===== Task input

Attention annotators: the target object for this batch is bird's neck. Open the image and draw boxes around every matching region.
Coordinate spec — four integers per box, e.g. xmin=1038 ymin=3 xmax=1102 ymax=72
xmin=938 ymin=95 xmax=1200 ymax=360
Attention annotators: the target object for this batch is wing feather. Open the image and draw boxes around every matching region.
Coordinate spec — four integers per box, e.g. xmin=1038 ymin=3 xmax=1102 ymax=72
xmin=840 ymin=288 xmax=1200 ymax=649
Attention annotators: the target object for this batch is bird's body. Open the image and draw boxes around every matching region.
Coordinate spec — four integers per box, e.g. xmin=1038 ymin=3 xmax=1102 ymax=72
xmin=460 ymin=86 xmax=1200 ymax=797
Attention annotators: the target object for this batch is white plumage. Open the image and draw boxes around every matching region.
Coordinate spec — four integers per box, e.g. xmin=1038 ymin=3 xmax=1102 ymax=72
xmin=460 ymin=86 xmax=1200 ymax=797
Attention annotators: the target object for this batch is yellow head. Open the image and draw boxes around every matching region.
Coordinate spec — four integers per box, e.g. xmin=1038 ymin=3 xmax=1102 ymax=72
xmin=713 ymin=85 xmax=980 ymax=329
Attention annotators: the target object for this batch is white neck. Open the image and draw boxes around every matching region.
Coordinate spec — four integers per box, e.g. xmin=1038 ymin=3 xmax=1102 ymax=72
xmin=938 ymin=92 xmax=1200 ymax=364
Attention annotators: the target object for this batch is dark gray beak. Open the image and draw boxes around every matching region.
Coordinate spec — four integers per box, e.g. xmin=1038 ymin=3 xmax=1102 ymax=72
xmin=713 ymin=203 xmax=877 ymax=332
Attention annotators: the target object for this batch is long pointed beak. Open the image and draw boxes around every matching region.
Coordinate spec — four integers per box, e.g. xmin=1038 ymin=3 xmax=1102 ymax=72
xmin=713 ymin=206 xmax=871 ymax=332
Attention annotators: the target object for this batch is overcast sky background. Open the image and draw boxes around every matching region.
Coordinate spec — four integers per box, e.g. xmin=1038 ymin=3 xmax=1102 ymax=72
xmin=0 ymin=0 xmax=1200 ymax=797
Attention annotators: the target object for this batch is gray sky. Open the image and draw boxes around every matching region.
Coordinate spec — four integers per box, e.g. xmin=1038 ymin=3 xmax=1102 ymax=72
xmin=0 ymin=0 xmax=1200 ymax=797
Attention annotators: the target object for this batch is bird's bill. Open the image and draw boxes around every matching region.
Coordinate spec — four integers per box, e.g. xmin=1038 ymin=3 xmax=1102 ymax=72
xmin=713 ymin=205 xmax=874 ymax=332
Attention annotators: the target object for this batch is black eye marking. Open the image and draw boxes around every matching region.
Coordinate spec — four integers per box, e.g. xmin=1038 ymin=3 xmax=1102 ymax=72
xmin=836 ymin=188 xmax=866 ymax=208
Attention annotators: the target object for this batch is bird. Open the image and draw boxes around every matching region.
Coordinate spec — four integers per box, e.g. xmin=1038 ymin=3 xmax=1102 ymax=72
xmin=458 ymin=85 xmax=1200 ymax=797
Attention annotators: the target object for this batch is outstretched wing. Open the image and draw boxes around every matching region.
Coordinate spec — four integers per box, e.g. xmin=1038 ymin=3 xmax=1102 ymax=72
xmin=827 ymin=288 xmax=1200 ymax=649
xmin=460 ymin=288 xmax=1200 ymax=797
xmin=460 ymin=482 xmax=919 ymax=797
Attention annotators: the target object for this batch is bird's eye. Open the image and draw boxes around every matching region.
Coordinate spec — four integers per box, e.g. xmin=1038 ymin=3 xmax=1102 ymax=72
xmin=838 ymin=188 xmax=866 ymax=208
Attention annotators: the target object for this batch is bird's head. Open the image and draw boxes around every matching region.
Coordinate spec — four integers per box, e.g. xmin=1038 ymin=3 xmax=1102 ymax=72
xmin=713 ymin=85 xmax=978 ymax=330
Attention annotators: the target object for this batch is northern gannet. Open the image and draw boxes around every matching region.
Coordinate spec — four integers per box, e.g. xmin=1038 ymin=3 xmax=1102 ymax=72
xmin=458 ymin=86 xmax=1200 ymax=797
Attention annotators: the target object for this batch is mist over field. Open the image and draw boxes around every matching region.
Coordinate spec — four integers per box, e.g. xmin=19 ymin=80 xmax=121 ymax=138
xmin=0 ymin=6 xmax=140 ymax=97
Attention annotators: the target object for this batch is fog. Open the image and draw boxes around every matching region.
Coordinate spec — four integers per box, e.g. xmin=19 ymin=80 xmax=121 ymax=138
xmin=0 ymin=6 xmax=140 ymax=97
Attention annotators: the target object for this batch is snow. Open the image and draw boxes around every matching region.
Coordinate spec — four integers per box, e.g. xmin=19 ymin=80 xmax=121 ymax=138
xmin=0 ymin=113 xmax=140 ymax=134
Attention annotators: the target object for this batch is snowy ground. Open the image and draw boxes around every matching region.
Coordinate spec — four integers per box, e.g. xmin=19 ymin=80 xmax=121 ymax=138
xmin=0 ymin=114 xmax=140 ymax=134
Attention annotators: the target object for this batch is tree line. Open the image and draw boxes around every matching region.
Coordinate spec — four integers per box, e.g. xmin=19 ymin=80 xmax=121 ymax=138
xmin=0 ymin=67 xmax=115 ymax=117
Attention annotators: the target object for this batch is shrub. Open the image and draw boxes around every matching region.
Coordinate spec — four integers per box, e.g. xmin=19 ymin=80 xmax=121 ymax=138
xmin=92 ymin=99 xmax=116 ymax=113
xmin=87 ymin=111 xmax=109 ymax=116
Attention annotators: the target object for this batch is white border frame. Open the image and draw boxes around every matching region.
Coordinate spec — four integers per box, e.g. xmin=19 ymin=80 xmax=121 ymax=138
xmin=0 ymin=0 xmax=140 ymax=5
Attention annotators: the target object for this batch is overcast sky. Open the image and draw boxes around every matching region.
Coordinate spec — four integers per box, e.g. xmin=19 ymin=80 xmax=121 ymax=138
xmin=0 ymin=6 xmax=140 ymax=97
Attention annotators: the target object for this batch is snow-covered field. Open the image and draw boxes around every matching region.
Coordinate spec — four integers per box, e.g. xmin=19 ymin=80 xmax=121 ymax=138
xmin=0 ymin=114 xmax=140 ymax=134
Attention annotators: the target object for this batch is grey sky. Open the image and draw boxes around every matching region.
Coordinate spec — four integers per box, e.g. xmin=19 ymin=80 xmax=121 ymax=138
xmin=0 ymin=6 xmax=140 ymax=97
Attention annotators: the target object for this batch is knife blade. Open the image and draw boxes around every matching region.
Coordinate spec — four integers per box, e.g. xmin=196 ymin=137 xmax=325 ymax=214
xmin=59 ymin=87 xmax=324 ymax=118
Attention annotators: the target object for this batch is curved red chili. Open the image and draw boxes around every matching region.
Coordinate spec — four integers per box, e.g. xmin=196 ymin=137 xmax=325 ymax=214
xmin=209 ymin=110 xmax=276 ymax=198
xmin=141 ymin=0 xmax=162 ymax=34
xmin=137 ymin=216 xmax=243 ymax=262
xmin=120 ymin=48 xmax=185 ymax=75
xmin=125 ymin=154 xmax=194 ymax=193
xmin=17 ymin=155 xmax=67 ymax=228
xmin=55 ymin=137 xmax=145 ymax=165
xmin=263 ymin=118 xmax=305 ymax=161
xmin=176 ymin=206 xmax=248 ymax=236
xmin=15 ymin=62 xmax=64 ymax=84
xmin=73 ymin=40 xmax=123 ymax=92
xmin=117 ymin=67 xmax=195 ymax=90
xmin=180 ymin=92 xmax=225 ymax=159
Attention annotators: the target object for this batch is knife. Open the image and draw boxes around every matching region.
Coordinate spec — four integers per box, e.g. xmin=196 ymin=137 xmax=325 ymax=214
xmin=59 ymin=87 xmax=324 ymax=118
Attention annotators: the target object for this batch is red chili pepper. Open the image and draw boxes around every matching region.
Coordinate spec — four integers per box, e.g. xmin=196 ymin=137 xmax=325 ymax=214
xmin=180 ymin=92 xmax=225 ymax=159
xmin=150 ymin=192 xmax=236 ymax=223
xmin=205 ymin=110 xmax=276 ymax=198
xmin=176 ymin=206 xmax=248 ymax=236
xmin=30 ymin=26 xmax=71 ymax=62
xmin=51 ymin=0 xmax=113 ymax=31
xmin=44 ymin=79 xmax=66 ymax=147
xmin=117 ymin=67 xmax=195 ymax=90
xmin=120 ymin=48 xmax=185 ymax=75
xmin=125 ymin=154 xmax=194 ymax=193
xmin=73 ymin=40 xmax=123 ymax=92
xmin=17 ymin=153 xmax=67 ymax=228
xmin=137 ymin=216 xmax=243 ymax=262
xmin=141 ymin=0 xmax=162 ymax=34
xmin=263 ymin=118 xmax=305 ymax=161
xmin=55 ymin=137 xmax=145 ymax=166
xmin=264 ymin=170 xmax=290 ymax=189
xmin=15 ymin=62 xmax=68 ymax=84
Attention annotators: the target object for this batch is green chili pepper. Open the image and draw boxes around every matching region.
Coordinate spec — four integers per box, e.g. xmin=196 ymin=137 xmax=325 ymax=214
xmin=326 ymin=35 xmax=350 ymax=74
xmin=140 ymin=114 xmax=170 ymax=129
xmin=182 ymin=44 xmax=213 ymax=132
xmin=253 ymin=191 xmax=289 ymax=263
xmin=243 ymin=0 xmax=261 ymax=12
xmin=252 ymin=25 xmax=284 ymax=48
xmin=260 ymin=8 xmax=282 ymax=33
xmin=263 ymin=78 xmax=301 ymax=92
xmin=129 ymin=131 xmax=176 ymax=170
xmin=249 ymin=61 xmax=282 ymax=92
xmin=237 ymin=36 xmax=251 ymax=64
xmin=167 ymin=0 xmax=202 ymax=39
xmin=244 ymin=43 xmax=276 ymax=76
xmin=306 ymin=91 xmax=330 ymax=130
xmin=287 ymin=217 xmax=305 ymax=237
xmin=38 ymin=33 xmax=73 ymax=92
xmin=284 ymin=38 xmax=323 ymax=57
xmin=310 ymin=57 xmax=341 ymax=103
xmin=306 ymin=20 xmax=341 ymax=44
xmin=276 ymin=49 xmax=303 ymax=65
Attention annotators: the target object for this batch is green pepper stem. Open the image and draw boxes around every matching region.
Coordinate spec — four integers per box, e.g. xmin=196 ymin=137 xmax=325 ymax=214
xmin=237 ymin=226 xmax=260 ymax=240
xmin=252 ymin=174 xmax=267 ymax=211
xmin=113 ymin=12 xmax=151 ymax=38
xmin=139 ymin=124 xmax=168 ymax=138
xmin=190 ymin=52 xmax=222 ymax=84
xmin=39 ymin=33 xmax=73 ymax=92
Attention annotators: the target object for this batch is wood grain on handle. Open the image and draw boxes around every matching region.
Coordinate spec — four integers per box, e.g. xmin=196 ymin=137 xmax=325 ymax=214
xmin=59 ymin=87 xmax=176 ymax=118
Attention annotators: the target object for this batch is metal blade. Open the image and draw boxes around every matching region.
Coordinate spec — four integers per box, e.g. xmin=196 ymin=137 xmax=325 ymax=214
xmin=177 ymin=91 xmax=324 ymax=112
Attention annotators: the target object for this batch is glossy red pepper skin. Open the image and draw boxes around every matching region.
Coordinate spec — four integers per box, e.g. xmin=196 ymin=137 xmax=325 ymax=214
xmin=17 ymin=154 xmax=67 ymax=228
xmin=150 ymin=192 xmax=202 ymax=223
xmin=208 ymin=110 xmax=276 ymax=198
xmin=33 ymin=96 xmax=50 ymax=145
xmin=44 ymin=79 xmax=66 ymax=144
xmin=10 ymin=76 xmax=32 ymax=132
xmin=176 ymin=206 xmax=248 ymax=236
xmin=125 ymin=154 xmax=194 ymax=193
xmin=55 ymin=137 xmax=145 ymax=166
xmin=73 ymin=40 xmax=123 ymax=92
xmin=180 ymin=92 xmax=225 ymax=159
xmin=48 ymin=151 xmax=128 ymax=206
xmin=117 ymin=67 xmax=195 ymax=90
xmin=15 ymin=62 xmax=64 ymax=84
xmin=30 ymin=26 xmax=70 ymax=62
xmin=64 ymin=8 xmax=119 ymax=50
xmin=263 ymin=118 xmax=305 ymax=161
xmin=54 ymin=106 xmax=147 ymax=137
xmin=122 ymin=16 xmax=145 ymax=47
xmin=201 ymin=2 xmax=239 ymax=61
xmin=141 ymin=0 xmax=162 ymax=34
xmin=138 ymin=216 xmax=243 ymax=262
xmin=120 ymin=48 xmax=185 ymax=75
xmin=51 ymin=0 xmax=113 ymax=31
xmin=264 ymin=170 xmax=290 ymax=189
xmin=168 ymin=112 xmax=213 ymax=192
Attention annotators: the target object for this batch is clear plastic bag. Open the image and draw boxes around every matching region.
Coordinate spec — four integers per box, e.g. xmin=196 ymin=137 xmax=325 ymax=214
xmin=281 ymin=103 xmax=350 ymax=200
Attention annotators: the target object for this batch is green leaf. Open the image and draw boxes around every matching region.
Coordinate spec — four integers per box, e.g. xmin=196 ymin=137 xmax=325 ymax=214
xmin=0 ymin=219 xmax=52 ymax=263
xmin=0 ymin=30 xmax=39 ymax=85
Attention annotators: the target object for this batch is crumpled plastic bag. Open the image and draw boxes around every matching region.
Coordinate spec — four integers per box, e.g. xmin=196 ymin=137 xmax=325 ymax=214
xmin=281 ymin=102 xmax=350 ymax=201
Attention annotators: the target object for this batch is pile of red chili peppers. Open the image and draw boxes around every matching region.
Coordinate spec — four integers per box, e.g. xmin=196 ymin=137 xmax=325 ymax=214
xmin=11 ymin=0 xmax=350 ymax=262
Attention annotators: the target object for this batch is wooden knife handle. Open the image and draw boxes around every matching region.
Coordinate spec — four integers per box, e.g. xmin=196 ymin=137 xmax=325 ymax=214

==========

# Objective
Swap "annotators" for "labelers" in the lines starting with the line containing "Attention annotators: the target object for this batch is fog." and going on through the line containing "xmin=0 ymin=0 xmax=140 ymax=5", and give those lines again with nothing else changed.

# Completed exercise
Attention labelers: the target object for this batch is fog. Open the image and draw boxes around every matching region.
Coordinate spec — four integers per box, e.g. xmin=19 ymin=80 xmax=121 ymax=138
xmin=0 ymin=6 xmax=140 ymax=97
Attention labelers: the target object for this batch is snow. Open the image and draw boxes around every matching region.
Coordinate spec — four integers per box, e.g. xmin=19 ymin=80 xmax=121 ymax=138
xmin=0 ymin=113 xmax=140 ymax=134
Attention labelers: the target object for this batch is snowy ground. Open the image and draw boxes around every matching region.
Coordinate spec — four integers per box, e.g. xmin=19 ymin=80 xmax=121 ymax=138
xmin=0 ymin=114 xmax=140 ymax=134
Attention labelers: the target object for this batch is tree line. Open the image and draw boxes around every matching region.
Coordinate spec — four integers per box, e.g. xmin=19 ymin=80 xmax=121 ymax=138
xmin=0 ymin=67 xmax=115 ymax=117
Attention labelers: the target object for this batch is shrub. Open the image and draw boxes around every matching region.
Coordinate spec — four integers per box, e.g. xmin=19 ymin=80 xmax=121 ymax=138
xmin=92 ymin=99 xmax=116 ymax=113
xmin=87 ymin=111 xmax=109 ymax=116
Attention labelers: the target object for this batch is white border frame. Open the image and draw boxes around every matching region.
Coordinate spec — four integers per box, e.g. xmin=19 ymin=80 xmax=121 ymax=138
xmin=0 ymin=0 xmax=140 ymax=5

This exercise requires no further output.